Exercise details = Please copy out all lines of the entries that contain the word "image".

Recorded data
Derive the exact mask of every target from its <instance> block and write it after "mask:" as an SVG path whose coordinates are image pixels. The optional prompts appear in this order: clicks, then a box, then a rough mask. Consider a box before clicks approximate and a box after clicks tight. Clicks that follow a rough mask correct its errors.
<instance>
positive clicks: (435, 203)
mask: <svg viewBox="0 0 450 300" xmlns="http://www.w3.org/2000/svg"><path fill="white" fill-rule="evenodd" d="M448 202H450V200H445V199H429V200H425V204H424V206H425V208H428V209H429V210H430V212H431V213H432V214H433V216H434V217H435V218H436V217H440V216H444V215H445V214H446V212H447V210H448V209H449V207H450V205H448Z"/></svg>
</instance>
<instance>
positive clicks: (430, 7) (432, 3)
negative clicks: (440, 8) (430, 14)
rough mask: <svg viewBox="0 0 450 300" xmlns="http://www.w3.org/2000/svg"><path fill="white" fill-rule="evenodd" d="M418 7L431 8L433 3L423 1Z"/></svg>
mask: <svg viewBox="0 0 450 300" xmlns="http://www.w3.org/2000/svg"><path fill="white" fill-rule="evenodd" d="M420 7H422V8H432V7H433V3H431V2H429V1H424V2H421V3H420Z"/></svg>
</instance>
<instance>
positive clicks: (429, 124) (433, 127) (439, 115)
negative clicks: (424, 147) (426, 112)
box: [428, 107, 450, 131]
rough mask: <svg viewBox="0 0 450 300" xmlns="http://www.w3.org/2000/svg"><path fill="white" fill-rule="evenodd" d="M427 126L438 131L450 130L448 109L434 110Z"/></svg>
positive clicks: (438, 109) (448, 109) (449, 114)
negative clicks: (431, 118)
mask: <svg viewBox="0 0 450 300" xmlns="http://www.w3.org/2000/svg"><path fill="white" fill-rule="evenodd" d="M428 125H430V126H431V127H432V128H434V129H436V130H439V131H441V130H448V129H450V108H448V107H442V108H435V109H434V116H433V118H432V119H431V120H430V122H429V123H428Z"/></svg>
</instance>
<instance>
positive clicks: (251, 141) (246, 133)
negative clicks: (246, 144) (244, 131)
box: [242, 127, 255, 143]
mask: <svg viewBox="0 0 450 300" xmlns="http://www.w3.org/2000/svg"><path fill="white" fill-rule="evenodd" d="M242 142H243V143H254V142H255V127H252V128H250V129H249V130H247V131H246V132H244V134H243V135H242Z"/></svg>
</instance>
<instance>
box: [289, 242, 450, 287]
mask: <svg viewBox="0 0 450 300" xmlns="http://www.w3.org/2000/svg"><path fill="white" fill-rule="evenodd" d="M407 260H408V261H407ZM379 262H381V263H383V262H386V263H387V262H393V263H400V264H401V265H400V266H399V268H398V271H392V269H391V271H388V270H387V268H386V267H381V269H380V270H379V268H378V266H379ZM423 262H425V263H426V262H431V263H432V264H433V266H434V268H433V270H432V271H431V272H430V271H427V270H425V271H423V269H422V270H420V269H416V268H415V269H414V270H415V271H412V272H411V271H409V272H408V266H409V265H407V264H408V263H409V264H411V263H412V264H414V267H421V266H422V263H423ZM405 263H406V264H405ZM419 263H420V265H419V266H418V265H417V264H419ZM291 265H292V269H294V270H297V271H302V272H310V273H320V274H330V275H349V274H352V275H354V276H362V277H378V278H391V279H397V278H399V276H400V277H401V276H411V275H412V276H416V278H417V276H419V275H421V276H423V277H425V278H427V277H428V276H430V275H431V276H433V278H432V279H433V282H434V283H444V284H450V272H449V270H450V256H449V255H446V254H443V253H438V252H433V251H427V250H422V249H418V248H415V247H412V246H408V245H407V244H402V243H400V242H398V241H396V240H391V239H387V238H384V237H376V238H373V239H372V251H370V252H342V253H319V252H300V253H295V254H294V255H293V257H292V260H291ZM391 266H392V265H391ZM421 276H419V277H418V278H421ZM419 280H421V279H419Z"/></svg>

...

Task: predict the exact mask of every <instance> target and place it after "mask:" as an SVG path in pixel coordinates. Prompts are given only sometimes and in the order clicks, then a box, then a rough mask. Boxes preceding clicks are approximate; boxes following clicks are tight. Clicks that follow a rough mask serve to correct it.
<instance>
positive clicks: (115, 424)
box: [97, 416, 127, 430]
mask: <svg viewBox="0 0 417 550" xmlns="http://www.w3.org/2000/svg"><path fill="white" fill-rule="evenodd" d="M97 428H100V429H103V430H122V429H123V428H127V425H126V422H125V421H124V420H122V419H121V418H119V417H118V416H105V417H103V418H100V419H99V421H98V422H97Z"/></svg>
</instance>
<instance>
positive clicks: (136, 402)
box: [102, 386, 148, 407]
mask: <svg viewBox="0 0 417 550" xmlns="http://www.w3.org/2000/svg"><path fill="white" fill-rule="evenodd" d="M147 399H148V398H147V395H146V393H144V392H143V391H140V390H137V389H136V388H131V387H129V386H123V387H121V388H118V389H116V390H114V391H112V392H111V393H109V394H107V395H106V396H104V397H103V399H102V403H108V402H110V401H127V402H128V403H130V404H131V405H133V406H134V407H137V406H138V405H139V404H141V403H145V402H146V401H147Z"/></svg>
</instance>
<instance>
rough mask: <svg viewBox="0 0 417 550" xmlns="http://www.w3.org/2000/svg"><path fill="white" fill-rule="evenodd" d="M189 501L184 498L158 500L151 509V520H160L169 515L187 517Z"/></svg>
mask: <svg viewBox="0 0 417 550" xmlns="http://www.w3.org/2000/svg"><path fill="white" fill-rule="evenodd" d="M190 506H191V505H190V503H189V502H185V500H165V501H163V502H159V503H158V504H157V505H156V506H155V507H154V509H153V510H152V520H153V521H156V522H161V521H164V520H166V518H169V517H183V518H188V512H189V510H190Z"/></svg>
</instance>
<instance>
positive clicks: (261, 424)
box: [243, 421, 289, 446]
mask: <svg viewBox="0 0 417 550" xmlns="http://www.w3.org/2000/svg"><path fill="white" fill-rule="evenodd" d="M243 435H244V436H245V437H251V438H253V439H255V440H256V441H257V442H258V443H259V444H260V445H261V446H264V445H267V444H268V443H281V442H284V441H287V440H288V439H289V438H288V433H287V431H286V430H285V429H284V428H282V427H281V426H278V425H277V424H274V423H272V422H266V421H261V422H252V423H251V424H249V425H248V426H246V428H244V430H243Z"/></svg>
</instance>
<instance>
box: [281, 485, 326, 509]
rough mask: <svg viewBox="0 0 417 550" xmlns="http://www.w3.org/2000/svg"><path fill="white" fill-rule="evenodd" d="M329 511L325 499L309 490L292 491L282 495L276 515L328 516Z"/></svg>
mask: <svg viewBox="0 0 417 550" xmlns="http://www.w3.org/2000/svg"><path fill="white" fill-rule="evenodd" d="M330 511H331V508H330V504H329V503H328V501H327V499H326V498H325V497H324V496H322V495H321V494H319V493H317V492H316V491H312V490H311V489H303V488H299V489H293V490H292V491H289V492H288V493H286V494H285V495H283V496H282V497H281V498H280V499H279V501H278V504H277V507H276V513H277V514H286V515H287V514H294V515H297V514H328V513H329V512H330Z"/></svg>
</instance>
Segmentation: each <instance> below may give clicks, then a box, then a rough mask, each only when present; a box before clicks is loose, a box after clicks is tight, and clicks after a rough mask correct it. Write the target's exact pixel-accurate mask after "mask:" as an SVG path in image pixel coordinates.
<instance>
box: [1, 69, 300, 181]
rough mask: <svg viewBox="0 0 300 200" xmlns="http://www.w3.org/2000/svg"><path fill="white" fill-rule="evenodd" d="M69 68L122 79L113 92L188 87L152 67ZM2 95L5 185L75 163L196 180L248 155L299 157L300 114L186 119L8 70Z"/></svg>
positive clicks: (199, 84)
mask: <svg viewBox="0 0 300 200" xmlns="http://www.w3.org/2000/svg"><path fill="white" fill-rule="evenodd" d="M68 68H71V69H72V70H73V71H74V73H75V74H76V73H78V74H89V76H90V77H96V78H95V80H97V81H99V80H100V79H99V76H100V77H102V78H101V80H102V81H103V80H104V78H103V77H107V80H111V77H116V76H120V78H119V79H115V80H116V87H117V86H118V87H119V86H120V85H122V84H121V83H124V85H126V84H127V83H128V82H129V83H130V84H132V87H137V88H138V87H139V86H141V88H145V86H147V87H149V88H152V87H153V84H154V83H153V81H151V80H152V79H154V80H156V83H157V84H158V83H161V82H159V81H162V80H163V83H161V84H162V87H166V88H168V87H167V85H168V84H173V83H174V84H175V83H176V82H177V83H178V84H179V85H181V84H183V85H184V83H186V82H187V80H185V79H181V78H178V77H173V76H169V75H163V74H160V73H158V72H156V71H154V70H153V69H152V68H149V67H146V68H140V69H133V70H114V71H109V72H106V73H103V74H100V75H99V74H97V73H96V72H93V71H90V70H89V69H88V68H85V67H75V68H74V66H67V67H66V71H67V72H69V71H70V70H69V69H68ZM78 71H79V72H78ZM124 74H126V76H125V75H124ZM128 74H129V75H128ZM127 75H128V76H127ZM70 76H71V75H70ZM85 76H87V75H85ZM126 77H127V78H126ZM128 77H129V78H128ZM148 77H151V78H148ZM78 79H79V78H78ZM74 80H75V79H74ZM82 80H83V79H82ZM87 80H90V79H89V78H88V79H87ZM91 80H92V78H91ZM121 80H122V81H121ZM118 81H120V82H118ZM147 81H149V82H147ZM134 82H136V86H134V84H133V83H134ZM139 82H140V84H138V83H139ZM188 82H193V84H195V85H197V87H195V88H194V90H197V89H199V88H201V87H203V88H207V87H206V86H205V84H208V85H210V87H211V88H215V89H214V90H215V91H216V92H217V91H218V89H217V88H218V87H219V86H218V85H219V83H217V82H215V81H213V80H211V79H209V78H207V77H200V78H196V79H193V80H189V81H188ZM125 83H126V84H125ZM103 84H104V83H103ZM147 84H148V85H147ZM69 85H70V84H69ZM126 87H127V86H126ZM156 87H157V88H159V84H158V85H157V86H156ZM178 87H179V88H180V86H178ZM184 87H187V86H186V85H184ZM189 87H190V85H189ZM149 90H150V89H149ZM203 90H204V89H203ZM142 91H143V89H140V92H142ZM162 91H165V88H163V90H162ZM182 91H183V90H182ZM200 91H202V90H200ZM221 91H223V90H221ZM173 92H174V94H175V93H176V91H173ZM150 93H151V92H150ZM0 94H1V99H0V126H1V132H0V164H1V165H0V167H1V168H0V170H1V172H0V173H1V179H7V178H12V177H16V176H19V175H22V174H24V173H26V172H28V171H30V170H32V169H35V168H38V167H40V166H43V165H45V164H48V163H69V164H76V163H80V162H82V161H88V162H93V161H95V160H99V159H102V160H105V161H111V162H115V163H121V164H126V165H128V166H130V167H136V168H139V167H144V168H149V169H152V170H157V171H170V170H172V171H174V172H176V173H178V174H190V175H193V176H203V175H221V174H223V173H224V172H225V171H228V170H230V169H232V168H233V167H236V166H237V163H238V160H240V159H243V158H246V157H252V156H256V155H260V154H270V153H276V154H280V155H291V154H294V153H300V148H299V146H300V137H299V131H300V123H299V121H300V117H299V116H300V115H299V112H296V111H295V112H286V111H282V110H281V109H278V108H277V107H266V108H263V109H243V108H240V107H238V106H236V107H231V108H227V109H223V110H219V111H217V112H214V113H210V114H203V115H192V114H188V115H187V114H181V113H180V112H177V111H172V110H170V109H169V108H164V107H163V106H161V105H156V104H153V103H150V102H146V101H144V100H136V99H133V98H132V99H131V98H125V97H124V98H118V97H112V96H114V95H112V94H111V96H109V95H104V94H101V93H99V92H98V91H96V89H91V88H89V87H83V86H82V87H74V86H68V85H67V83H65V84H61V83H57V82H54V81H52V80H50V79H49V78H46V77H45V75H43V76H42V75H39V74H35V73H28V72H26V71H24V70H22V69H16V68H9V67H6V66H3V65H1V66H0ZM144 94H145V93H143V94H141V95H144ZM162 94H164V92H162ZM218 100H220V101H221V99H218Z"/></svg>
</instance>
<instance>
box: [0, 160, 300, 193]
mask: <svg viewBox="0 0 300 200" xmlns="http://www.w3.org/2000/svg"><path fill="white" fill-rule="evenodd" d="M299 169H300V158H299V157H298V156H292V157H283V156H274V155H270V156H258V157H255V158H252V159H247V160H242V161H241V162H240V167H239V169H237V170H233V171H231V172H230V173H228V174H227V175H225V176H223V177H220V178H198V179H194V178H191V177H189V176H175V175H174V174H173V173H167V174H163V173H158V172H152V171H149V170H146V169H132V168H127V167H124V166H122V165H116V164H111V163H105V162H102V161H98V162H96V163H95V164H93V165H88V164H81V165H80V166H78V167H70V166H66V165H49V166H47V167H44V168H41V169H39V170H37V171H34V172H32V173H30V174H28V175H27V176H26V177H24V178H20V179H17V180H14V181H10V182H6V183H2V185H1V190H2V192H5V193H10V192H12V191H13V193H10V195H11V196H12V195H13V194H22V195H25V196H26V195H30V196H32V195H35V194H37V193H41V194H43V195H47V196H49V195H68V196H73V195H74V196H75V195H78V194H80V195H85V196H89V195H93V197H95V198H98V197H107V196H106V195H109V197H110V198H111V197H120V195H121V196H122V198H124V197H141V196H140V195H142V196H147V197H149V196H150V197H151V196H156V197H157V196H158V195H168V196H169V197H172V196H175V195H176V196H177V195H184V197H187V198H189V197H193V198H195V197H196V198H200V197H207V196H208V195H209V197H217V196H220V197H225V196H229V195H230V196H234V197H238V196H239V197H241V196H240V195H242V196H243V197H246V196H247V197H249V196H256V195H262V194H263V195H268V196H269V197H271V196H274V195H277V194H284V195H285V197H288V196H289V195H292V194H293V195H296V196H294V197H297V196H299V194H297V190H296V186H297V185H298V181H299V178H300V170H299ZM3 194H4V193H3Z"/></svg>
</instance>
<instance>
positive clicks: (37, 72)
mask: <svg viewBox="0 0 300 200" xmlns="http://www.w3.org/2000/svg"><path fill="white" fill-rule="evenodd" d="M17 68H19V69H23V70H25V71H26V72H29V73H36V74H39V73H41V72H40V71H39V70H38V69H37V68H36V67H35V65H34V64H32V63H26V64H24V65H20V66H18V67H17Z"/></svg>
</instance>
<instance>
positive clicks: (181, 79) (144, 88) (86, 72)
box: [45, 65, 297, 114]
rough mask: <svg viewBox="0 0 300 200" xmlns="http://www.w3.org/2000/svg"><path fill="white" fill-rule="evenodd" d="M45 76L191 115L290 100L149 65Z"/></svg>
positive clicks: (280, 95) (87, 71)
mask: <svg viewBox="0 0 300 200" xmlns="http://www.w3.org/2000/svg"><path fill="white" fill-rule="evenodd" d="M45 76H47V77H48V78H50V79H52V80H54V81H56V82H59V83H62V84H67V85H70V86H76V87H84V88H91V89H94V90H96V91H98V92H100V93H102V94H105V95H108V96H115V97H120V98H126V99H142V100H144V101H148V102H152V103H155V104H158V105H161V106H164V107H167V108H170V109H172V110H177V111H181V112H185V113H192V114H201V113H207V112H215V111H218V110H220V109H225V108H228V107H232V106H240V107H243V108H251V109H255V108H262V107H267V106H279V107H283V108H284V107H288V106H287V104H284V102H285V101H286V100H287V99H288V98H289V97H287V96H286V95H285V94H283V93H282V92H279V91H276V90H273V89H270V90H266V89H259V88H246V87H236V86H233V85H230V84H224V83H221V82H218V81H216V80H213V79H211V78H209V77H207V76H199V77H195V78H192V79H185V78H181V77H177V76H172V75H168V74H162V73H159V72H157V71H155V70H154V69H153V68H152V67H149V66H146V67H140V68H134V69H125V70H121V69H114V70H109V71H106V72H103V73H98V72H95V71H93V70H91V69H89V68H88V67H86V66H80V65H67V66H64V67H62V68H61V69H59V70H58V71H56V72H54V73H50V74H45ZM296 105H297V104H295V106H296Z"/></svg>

...

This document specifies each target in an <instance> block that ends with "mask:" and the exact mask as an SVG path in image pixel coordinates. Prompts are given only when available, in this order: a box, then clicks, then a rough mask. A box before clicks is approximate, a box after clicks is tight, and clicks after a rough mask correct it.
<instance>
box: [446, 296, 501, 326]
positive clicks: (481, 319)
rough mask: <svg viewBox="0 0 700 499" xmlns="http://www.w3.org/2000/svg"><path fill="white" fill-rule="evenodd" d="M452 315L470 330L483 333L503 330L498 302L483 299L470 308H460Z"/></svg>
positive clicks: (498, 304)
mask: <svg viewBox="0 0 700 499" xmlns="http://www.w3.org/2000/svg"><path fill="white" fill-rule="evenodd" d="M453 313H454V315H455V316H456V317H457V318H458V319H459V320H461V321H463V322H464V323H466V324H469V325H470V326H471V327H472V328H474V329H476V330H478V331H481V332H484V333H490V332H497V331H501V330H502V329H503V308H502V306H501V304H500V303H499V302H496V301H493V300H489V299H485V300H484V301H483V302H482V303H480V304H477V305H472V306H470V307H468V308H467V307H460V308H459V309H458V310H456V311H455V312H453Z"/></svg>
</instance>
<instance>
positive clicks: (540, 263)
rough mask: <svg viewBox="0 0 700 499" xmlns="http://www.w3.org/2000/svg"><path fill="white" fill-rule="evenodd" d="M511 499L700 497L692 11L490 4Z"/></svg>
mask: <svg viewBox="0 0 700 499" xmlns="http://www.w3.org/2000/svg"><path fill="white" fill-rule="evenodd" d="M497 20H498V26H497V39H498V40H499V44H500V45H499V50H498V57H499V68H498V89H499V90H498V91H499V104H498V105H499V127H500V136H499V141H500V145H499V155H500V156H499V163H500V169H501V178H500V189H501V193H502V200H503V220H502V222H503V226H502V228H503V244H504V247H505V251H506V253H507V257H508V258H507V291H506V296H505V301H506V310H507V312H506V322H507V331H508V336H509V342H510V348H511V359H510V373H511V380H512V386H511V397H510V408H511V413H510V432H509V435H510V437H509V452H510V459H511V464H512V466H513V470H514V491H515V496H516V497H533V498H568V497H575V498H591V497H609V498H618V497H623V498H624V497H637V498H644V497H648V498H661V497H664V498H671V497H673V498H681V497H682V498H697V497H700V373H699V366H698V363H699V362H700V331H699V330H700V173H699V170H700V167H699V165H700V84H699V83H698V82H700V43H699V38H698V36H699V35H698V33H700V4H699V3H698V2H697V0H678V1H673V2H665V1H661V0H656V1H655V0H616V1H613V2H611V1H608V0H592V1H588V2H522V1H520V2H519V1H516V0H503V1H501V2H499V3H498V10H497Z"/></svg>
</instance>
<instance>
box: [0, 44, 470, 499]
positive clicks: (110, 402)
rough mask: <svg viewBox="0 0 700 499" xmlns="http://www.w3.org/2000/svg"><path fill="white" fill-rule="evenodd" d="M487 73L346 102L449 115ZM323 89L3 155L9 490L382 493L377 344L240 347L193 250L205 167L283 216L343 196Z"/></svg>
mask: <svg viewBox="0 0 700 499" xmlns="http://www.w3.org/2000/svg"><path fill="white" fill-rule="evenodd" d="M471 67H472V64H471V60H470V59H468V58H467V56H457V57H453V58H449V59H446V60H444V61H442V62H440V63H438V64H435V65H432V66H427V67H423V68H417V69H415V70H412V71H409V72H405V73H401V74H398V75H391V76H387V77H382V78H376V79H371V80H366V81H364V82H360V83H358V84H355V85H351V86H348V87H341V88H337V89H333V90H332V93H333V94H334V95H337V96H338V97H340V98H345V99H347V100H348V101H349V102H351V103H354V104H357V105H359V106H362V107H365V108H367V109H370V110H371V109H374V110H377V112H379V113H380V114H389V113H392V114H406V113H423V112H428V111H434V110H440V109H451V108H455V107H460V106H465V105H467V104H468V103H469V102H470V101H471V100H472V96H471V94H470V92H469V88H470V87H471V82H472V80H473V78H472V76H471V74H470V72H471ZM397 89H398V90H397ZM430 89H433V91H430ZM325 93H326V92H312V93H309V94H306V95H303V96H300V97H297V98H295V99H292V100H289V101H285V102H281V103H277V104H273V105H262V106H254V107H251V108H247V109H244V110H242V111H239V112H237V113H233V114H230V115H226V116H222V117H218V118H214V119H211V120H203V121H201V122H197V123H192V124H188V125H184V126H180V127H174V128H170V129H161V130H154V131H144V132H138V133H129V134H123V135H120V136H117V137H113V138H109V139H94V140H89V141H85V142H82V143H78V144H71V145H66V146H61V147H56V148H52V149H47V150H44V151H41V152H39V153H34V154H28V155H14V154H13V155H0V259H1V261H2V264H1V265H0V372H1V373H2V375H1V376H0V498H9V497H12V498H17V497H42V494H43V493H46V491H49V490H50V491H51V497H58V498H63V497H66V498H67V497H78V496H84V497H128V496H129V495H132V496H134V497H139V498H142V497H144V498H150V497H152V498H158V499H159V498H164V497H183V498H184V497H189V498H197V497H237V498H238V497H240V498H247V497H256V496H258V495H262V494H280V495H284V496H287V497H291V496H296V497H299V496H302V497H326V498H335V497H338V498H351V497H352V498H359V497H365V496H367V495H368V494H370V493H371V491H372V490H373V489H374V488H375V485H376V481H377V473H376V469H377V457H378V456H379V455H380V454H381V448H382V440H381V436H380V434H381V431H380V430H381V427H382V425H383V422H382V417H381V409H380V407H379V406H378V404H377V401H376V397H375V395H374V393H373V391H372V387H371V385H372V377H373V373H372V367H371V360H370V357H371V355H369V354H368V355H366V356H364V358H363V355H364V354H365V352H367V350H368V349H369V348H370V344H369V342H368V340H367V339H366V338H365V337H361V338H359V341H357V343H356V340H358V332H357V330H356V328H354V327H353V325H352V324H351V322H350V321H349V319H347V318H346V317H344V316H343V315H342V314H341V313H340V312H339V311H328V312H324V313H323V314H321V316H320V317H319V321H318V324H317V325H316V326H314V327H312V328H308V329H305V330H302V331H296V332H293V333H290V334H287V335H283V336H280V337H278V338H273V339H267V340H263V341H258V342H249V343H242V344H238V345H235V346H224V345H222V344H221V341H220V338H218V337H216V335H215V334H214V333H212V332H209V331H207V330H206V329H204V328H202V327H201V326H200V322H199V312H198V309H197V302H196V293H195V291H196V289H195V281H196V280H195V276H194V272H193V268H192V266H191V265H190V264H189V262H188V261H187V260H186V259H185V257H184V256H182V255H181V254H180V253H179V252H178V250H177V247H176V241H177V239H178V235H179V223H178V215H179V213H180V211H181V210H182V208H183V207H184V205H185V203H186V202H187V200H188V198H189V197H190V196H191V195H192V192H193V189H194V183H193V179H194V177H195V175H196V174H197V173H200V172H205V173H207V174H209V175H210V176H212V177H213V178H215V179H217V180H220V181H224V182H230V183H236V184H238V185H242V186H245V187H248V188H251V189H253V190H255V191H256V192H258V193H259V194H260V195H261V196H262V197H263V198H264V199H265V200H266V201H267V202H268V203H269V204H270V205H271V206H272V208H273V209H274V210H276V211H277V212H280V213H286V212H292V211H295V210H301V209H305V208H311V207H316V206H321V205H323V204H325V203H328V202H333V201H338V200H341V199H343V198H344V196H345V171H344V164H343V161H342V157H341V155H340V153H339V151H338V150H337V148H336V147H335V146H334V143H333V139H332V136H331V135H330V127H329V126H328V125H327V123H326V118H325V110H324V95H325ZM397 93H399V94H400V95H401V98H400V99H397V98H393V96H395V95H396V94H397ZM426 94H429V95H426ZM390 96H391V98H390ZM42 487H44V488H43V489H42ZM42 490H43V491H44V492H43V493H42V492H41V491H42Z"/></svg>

Output =
Derive the exact mask of every target from its <instance> block and write it after "mask:" as an SVG path whose coordinates are image pixels. The optional prompts appear in this order: clicks, then a box, then a rough mask. Consider a box before clicks approximate and a box after clicks tight. Clicks that follow a rough mask correct its errors.
Segmentation: each <instance> below may give clicks, then a box, then a rough mask, each only when present; a box before clicks is loose, a box after clicks is tight, and clicks after a rough mask correct it. Write the target's exact pixel-accurate mask after "mask:" as an SVG path in image pixel coordinates.
This document specifies each target in an <instance> block that ends with "mask:" and the exact mask as an SVG path in image pixel coordinates. Prompts are given only when available, in this order: a box, then clicks, then a rough mask. A box before clicks is approximate, a box after clicks is tight, and clicks after a rough mask correct it.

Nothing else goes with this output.